Start of GIVEN INFORMATION
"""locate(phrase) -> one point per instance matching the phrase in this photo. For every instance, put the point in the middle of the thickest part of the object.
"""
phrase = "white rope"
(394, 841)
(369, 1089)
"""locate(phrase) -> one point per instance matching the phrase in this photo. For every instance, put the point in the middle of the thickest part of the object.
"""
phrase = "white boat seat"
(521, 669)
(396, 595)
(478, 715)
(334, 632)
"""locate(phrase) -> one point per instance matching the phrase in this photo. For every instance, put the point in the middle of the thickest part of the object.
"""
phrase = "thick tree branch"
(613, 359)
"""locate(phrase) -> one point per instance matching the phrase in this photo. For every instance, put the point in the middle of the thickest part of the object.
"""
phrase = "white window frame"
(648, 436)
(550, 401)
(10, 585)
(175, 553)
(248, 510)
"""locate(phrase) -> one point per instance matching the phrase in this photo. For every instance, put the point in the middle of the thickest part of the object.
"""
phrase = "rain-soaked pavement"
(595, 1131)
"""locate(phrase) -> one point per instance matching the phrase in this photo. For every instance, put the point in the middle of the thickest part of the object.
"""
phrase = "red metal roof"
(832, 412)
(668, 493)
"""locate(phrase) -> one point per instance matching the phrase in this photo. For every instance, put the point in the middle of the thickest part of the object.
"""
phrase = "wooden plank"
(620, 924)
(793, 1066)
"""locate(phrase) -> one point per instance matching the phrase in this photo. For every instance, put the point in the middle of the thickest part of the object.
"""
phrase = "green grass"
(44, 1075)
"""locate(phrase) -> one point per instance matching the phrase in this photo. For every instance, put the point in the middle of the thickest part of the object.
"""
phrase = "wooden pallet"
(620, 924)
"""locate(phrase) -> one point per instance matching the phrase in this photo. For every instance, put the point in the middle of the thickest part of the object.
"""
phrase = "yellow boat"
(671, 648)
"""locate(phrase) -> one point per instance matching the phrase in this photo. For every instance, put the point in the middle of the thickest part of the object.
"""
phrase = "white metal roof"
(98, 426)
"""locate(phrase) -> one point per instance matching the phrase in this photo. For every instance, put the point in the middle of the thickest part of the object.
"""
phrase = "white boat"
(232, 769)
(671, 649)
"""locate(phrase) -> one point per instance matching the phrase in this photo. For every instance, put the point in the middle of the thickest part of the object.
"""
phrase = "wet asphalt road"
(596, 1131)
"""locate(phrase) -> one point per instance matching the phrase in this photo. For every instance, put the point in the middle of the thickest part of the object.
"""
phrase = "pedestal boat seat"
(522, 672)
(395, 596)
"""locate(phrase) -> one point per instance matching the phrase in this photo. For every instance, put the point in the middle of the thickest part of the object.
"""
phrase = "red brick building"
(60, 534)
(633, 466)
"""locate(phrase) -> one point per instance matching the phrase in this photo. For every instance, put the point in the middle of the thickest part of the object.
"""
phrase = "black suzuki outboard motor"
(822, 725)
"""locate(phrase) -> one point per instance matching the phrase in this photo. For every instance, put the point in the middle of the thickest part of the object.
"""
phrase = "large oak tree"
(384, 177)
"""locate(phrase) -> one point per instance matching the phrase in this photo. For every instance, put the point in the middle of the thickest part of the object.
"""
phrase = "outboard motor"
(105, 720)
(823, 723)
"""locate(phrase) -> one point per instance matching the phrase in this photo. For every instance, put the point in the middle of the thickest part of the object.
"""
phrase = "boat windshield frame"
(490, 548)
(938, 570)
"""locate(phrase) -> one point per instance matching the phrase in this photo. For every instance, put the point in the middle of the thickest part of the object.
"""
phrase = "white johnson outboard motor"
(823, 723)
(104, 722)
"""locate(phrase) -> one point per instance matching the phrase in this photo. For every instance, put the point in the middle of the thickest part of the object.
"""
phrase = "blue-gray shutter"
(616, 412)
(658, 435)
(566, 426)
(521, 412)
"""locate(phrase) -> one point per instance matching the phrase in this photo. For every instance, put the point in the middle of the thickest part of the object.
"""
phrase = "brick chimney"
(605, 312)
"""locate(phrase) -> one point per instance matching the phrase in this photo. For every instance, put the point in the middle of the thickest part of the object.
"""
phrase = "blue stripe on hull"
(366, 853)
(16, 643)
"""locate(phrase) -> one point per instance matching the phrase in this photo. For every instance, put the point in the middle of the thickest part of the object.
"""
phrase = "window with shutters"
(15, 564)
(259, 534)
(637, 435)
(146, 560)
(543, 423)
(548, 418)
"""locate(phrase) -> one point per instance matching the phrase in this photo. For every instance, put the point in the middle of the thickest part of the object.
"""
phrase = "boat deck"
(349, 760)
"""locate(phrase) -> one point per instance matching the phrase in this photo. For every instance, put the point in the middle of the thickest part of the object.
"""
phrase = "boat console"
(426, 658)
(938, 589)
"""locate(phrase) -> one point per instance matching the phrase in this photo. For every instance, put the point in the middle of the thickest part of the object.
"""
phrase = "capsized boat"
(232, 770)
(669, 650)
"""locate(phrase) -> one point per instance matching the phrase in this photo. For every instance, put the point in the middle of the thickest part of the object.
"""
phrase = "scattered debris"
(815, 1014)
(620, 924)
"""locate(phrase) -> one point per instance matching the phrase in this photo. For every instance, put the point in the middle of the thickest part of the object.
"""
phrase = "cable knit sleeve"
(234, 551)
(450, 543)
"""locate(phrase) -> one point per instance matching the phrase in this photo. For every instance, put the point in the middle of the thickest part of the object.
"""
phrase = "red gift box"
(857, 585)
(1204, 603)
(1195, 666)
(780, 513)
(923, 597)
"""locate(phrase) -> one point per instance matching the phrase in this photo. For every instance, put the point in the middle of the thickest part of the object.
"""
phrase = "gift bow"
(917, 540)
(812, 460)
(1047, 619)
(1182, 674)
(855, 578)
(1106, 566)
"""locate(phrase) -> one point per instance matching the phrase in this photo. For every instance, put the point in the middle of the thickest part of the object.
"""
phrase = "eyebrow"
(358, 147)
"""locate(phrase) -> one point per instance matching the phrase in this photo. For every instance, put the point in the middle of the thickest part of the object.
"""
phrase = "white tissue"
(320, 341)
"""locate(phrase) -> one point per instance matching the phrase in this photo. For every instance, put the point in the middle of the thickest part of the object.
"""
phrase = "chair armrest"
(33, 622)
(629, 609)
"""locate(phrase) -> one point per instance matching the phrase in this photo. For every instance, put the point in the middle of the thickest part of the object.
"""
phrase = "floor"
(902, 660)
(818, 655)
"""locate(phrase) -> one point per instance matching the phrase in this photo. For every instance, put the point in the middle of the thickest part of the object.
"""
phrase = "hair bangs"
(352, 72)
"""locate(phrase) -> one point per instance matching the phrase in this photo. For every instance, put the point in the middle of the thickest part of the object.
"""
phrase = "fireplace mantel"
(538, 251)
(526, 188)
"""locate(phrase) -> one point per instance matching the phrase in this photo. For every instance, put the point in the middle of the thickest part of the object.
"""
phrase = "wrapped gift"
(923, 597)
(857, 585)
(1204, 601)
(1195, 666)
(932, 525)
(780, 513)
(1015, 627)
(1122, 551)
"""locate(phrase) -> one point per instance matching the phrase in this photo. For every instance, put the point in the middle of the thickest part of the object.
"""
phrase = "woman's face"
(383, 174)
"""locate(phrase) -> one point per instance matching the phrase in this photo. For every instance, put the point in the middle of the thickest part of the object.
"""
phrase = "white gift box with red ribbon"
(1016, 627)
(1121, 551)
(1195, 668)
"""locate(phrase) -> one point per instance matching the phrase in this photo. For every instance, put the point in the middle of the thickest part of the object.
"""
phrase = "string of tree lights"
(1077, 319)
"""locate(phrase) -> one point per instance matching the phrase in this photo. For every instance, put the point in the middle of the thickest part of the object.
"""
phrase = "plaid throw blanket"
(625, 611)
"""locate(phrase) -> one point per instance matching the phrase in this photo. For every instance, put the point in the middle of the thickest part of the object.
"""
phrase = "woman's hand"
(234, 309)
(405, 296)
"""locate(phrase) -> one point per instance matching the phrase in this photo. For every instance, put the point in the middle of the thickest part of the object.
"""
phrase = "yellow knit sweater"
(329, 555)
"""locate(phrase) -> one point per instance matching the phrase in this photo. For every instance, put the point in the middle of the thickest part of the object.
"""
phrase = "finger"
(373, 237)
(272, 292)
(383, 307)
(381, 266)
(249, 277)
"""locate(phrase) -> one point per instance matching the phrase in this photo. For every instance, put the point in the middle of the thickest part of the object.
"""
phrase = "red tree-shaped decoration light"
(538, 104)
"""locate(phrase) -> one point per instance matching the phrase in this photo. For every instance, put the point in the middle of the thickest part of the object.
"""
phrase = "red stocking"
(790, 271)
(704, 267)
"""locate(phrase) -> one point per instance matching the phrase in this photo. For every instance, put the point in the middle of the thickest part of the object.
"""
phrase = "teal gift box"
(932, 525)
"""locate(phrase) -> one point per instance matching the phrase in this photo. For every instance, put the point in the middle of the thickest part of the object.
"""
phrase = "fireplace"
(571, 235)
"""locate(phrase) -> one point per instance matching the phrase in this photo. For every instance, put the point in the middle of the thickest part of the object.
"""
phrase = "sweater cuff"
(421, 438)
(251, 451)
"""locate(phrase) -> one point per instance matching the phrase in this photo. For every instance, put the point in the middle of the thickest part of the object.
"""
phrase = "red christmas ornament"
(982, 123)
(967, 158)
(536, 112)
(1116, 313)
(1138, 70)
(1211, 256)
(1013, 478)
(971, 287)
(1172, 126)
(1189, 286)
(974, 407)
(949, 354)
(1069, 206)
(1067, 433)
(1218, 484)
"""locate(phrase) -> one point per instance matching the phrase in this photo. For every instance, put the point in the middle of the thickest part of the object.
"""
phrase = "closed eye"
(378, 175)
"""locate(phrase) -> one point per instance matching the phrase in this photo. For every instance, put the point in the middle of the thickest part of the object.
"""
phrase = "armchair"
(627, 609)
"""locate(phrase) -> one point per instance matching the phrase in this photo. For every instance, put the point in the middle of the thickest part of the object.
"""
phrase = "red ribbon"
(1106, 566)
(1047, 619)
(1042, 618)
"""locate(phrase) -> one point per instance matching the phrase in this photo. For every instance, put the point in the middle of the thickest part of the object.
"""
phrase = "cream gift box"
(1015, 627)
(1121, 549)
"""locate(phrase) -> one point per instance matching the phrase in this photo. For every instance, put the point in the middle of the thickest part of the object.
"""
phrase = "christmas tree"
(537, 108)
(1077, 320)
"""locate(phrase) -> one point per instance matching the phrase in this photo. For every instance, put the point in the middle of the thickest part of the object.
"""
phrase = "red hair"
End of GIVEN INFORMATION
**WHAT IS REQUIRED**
Express the lines from the first line through the line containing "(369, 1089)" as a two-column CSV with the headers input and output. Put the text in the input column and its answer in the output column, each as a single quoted field with line breaks replaced by spaces.

**ANSWER TO THE PROBLEM**
input,output
"""""""locate(phrase) -> one point per instance matching the phrase in this photo. For every instance, put the point in the middle of the thickest part of the object. """""" phrase = ""white rope""","(394, 841) (369, 1089)"